- **Data extracted from a collection**
____

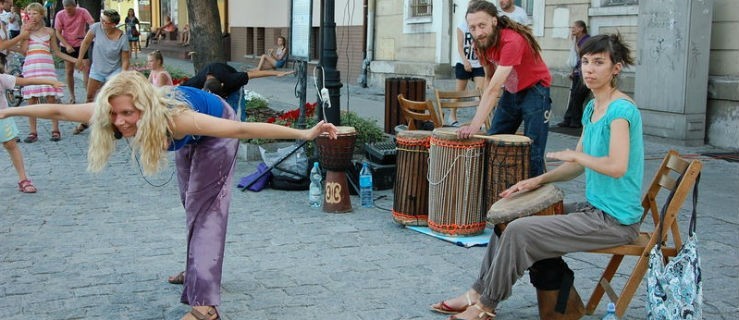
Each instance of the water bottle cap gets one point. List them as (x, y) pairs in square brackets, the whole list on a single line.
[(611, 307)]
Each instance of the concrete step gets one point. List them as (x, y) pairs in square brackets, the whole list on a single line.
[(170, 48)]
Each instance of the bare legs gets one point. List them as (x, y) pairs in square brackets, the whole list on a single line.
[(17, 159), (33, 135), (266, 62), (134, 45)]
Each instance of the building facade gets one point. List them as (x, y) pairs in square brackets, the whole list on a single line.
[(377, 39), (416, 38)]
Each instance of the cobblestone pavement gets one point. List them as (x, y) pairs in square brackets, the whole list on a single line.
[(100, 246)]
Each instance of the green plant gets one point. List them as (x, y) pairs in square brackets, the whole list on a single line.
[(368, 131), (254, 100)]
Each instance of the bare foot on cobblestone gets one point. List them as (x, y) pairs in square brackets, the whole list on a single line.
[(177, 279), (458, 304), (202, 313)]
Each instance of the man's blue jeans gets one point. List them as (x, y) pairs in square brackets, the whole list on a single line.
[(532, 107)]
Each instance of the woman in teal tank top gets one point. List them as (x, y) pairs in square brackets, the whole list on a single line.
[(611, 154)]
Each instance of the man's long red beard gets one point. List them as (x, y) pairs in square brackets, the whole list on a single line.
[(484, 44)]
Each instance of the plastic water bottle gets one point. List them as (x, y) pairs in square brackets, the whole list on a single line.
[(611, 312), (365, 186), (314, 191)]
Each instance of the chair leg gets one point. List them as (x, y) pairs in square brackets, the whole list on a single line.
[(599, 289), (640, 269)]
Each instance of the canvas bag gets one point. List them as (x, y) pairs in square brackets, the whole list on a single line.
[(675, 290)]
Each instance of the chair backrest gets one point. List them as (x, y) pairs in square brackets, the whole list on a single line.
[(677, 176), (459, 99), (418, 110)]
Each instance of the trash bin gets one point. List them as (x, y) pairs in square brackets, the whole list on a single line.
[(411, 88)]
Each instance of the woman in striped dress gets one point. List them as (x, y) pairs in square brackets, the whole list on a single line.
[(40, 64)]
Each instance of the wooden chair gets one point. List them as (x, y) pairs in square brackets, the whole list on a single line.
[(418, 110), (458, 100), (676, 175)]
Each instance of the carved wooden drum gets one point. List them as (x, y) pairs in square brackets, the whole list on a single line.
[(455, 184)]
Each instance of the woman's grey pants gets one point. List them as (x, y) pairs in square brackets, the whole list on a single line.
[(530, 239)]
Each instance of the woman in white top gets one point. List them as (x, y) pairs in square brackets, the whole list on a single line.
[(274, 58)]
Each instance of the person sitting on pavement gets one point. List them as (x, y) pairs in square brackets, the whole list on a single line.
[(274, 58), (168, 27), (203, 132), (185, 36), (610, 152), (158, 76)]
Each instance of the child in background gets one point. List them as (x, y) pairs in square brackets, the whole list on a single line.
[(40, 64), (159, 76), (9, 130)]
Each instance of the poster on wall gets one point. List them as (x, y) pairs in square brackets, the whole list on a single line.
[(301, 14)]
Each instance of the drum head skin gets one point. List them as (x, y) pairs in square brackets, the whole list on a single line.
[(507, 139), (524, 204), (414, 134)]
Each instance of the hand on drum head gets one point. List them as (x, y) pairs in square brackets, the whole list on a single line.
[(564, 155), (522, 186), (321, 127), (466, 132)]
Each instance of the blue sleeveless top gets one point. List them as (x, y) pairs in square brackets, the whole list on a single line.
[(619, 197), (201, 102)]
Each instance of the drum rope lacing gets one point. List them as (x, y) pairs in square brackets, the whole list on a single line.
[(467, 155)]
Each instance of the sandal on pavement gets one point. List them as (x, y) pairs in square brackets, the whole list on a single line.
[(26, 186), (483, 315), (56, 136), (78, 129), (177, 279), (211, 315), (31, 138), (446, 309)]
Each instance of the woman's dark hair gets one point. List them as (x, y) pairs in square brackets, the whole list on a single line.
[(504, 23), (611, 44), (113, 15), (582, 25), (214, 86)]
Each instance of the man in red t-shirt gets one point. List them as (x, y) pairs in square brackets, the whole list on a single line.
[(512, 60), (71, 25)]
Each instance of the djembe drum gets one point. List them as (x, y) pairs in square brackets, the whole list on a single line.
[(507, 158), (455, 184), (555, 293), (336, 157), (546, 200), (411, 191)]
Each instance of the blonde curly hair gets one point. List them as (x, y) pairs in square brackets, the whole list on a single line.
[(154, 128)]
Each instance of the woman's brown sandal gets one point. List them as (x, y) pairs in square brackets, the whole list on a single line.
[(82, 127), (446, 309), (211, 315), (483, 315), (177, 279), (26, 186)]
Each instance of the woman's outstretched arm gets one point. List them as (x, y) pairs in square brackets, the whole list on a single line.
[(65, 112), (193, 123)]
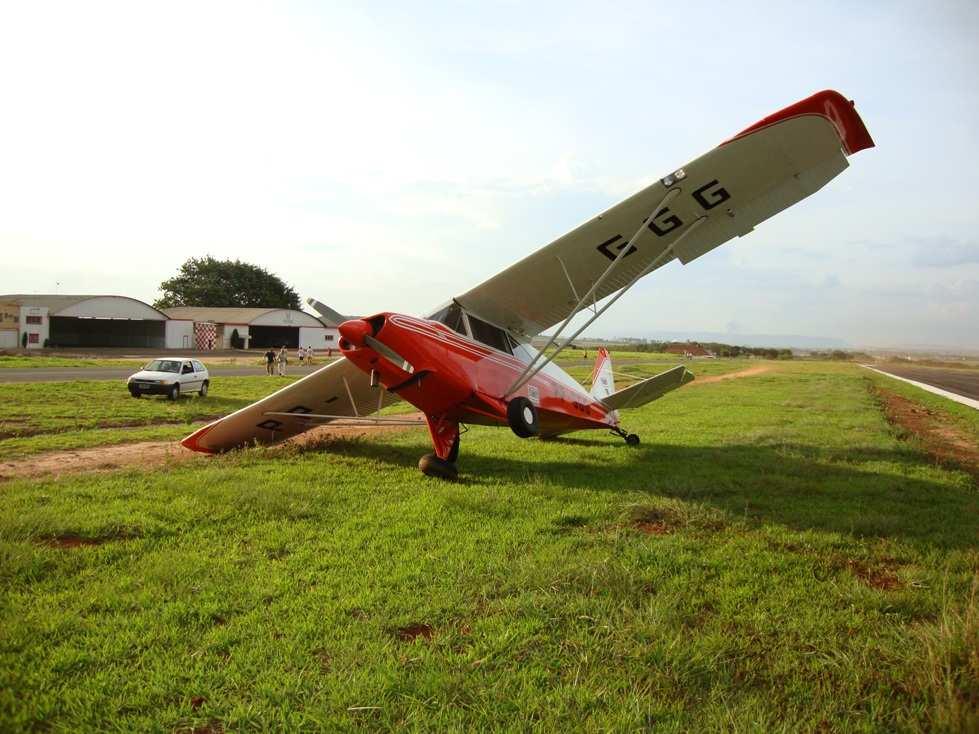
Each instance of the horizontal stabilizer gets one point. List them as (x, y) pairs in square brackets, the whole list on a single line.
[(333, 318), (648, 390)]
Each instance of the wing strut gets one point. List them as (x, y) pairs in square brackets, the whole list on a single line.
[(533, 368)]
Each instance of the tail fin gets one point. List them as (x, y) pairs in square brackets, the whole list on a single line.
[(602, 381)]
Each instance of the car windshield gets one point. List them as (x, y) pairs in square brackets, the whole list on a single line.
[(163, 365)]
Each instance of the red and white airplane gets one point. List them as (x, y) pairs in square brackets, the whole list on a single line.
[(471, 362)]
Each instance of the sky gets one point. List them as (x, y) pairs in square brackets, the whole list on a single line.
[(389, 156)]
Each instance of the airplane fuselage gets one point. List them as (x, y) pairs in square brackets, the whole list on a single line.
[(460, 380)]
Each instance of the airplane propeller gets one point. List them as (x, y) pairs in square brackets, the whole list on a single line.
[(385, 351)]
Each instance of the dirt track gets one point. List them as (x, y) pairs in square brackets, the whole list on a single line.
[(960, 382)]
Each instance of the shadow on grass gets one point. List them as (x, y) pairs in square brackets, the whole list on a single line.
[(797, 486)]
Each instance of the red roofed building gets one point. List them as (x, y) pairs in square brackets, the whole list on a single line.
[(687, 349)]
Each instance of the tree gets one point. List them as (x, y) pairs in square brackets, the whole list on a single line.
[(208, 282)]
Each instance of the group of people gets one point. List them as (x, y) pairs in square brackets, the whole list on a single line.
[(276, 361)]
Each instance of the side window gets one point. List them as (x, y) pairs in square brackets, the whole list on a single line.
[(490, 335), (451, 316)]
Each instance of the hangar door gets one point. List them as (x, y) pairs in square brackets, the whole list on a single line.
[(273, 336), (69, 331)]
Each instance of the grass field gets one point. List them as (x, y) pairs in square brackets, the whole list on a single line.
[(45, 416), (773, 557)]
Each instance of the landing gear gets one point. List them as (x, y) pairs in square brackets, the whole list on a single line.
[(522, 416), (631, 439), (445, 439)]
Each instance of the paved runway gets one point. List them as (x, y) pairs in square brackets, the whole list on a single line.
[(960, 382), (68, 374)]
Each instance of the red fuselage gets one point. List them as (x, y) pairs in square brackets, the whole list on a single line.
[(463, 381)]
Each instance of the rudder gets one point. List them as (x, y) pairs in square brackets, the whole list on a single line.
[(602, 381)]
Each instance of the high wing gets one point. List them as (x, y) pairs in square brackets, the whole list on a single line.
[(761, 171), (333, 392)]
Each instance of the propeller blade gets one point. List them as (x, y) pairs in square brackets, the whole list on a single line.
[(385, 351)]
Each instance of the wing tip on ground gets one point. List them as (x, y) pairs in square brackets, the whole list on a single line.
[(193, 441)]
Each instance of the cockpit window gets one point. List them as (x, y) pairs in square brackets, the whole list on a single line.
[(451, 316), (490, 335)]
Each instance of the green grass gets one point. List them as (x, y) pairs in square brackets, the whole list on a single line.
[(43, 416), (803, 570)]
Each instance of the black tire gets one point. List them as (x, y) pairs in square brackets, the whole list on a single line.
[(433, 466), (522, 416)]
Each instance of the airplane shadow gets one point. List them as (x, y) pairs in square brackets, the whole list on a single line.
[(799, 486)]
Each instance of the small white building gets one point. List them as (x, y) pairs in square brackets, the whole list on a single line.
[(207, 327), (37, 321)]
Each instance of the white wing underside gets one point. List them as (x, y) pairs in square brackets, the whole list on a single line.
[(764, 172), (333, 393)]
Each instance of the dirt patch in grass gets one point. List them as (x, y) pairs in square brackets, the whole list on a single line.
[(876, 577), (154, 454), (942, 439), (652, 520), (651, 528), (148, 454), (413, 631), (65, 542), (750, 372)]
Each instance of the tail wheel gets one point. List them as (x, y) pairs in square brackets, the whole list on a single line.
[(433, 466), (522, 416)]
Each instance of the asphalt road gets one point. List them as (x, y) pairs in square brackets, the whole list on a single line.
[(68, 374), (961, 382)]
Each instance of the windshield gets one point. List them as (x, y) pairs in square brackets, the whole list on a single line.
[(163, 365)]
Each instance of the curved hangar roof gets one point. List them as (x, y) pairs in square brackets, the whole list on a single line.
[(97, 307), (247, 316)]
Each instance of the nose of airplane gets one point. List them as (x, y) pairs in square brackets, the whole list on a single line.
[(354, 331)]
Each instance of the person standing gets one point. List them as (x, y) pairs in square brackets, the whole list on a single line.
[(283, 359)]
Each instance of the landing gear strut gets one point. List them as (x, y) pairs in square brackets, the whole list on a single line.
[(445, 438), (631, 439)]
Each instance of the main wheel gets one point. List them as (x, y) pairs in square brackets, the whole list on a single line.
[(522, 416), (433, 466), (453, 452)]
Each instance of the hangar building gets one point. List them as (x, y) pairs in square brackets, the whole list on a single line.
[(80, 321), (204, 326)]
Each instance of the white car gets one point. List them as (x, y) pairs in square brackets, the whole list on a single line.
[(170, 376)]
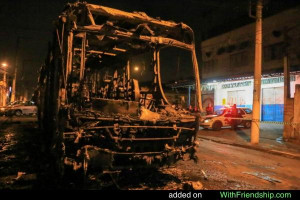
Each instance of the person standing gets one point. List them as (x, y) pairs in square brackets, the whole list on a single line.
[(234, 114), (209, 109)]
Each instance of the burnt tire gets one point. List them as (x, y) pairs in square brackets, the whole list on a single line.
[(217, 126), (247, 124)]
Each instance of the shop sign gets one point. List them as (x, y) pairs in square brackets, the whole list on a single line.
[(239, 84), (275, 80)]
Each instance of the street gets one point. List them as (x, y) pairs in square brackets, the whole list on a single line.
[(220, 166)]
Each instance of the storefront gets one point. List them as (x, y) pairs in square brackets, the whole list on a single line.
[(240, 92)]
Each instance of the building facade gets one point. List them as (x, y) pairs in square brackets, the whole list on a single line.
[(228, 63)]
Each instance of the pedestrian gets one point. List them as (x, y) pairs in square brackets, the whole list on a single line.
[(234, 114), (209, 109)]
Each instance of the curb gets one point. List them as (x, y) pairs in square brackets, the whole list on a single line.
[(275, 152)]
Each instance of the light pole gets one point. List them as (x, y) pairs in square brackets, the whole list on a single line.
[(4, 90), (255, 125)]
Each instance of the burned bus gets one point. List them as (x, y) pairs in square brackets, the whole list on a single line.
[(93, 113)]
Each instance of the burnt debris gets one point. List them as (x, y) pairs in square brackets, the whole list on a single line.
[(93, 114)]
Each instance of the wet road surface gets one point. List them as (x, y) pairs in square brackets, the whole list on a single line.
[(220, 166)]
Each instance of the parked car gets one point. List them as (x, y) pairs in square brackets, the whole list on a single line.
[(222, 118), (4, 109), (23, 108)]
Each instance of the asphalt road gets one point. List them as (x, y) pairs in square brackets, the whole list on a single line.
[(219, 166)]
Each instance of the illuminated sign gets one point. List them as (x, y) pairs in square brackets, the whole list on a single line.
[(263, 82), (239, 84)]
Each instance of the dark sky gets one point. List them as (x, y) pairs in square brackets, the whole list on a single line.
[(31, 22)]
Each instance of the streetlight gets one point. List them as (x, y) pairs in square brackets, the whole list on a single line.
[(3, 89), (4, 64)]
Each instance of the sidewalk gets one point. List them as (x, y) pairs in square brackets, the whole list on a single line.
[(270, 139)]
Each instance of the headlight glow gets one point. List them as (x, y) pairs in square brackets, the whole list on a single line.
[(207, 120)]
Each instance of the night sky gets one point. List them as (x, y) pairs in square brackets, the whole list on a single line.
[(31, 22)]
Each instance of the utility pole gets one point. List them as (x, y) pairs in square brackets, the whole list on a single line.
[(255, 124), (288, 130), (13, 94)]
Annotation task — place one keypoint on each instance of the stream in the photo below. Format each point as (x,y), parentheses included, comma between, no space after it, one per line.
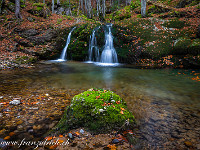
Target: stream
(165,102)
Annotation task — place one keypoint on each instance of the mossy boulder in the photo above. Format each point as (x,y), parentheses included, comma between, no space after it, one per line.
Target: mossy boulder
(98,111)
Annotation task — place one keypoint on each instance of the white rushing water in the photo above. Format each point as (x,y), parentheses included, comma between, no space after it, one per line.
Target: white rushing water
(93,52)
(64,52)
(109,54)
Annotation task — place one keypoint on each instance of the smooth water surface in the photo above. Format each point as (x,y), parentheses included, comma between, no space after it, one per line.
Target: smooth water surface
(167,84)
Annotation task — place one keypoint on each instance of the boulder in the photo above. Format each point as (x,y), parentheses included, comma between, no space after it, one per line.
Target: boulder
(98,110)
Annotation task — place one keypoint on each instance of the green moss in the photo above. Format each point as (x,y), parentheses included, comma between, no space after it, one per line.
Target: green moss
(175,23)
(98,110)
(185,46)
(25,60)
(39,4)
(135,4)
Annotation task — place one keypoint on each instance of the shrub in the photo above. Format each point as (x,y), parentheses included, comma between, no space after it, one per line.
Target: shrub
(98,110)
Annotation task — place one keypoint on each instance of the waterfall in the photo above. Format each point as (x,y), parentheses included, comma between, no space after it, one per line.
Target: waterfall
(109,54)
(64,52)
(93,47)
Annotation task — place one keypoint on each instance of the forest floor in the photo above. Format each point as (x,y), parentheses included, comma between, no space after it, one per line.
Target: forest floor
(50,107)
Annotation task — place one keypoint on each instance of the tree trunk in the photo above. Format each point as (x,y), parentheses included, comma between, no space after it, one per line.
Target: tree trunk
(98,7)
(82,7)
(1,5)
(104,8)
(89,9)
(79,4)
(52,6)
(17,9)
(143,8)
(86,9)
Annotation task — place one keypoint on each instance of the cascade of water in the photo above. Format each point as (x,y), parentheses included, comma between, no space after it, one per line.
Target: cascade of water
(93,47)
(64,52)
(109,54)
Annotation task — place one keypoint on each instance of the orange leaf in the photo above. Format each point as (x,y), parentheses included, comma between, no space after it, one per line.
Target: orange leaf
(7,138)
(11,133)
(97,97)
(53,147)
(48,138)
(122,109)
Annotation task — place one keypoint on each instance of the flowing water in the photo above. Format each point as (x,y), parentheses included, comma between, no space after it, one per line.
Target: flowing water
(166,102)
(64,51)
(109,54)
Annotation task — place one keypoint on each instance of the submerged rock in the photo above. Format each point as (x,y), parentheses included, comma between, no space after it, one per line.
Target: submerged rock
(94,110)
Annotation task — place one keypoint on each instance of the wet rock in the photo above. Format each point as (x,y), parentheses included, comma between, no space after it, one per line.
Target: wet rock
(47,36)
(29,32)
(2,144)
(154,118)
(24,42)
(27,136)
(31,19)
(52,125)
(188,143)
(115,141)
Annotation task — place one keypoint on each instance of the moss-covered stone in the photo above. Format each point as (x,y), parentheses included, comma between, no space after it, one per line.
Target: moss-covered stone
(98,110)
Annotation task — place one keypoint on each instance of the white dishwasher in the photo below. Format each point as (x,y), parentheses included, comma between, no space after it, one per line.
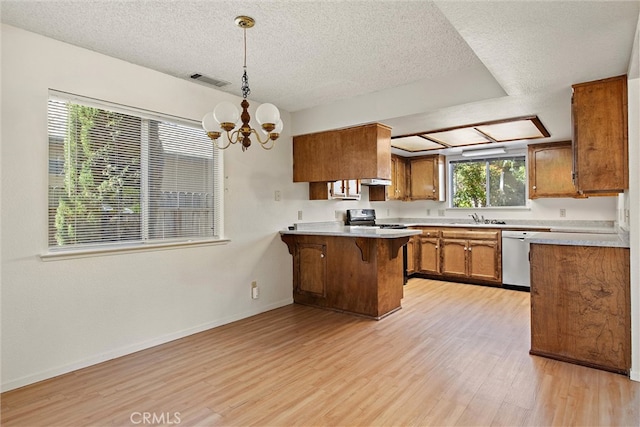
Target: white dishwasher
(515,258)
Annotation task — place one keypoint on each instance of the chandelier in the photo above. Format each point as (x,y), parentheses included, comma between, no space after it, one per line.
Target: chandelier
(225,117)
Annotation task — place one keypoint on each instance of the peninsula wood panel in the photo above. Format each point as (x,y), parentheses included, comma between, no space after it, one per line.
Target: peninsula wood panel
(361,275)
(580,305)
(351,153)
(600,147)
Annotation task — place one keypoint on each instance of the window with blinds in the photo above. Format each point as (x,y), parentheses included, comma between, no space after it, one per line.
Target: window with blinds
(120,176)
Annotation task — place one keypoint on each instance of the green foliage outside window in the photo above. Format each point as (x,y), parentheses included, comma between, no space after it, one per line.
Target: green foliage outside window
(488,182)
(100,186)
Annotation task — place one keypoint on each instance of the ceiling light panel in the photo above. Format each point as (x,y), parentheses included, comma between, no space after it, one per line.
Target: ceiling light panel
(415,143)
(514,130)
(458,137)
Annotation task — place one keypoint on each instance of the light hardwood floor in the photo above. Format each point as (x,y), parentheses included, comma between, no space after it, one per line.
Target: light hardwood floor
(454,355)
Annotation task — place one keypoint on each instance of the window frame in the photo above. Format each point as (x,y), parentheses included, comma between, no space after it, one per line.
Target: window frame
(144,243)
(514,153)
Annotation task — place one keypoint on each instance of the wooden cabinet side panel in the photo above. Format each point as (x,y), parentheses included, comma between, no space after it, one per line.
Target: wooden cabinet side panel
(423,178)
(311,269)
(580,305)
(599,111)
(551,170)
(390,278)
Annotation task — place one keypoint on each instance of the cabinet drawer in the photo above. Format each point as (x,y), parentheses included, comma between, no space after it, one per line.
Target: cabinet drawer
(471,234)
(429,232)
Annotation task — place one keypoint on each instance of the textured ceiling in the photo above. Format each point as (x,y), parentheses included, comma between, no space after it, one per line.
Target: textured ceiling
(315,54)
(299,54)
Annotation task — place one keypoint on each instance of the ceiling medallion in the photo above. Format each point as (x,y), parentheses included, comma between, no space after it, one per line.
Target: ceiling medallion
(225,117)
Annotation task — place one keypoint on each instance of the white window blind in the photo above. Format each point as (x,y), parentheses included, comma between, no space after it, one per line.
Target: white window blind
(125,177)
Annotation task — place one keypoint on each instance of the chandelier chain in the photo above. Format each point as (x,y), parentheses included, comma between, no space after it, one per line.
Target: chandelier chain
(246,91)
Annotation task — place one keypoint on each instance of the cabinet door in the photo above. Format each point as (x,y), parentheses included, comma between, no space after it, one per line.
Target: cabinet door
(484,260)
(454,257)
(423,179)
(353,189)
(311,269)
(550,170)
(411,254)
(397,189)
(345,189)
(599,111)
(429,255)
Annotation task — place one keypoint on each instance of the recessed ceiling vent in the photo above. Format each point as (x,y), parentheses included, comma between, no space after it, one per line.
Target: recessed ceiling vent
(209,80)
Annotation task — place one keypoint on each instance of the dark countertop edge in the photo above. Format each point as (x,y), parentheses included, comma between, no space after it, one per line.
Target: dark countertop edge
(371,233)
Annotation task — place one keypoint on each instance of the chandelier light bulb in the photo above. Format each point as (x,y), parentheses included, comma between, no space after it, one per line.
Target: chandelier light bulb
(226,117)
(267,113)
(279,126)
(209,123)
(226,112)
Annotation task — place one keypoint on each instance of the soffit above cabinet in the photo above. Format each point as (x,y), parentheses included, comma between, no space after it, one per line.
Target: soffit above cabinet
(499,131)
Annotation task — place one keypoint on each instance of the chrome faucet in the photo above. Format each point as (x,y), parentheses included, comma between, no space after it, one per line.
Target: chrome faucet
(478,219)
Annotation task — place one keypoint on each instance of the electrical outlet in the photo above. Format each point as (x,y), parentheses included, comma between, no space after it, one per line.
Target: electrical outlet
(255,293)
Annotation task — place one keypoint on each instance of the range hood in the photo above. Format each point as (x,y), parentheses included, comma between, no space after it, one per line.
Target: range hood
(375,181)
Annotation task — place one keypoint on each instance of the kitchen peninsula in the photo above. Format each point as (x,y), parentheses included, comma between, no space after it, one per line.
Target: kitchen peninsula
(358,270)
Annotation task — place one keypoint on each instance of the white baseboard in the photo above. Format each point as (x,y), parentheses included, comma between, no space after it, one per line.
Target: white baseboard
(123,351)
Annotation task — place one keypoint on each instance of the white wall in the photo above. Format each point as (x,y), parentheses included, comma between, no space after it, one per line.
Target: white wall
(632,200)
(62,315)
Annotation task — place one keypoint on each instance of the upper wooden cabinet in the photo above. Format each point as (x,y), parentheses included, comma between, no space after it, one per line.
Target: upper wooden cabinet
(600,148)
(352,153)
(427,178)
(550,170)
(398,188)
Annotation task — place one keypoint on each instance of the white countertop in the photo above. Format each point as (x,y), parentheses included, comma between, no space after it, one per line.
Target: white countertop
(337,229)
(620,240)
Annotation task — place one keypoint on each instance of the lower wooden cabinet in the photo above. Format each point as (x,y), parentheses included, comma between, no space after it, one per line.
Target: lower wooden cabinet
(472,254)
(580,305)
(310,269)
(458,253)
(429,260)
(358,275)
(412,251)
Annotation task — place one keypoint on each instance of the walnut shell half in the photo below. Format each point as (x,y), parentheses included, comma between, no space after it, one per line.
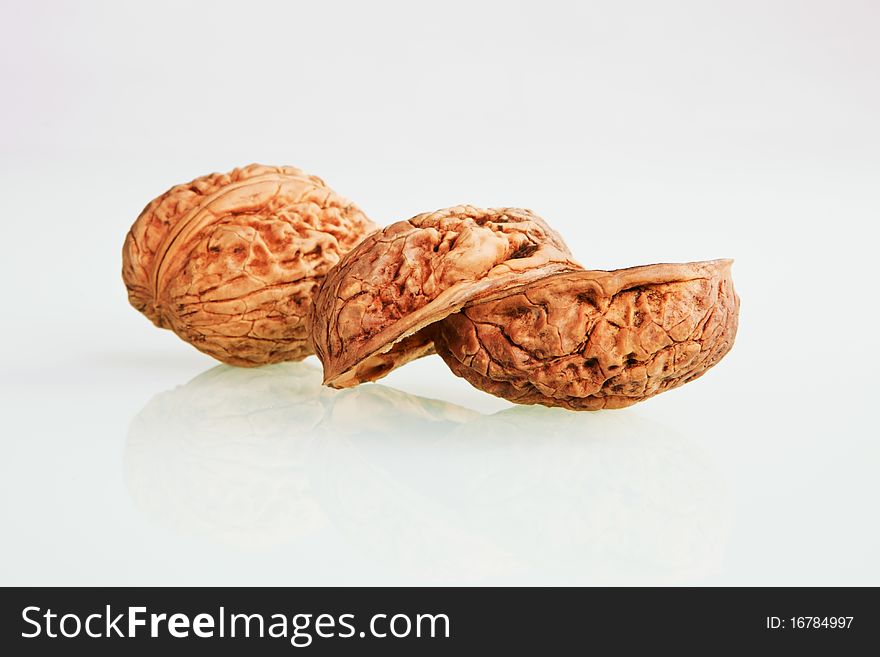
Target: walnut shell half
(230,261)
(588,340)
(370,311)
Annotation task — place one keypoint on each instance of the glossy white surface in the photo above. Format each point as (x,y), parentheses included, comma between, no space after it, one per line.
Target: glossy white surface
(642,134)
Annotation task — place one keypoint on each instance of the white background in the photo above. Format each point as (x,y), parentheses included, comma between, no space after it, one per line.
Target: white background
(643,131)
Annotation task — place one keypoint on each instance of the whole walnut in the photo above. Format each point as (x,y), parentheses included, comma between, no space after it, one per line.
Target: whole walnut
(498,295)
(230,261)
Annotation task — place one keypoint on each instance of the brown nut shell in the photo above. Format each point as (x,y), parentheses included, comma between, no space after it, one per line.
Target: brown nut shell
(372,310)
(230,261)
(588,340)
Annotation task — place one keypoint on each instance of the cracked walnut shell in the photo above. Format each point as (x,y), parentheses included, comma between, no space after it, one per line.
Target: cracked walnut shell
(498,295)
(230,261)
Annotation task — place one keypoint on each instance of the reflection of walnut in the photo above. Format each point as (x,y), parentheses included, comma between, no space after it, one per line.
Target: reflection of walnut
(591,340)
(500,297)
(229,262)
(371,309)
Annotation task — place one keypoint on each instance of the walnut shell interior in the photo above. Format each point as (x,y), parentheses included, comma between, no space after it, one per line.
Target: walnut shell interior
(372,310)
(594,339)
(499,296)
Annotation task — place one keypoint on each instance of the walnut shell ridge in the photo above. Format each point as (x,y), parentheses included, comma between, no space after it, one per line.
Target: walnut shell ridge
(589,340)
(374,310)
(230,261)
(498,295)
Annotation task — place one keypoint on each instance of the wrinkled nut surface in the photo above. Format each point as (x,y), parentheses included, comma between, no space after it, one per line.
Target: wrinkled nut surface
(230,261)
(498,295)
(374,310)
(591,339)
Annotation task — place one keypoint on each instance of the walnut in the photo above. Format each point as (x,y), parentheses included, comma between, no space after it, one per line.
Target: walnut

____

- **Task details**
Beginning at the line above with "Target: shrub" and finishing at the line with "of the orange", return each line exactly and return nothing else.

- **Task solution**
Target: shrub
(98,110)
Annotation task — place one keypoint on each instance of the waterfall in the photo above. Format each point as (x,y), parentheses included, comma between, no space after it, one per line.
Target: waterfall
(109,54)
(64,52)
(93,47)
Annotation task — place one keypoint on each instance of the forest floor in the photo above. Format each point as (x,y), parentheses included, comma between, no space after it, one per line.
Target: forest floor
(50,107)
Annotation task — place one keypoint on each instance of the tree trunk in the photo above. Format each point as (x,y), parentheses included, comma between, no space after it, one per line.
Target: tree trunk
(98,7)
(82,7)
(1,5)
(104,8)
(89,9)
(79,4)
(52,6)
(17,9)
(143,8)
(86,9)
Annotation task — place one keypoint on each instance of the cascade of water in the photo above. Format each point as (x,y), parentheses included, comma between, no space after it, one per line.
Target: cascade of water
(93,47)
(64,52)
(109,54)
Annotation task — place one keypoint on each instance of the orange leaf in the photo above. Format each point as (x,y), parentheses included, comma between, no space after it, one per line.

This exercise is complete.